What this task involves
Each record must be printed again exactly as given.

==== Provided records

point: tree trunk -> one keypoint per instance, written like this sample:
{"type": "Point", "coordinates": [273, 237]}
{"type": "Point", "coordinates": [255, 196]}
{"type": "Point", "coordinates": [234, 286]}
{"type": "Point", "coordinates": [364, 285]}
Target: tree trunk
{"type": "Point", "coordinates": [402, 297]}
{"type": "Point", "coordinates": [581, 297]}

========

Task result
point: tree trunk -> one keypoint per instance, written like this sample:
{"type": "Point", "coordinates": [273, 237]}
{"type": "Point", "coordinates": [255, 196]}
{"type": "Point", "coordinates": [234, 286]}
{"type": "Point", "coordinates": [364, 285]}
Target: tree trunk
{"type": "Point", "coordinates": [402, 297]}
{"type": "Point", "coordinates": [581, 297]}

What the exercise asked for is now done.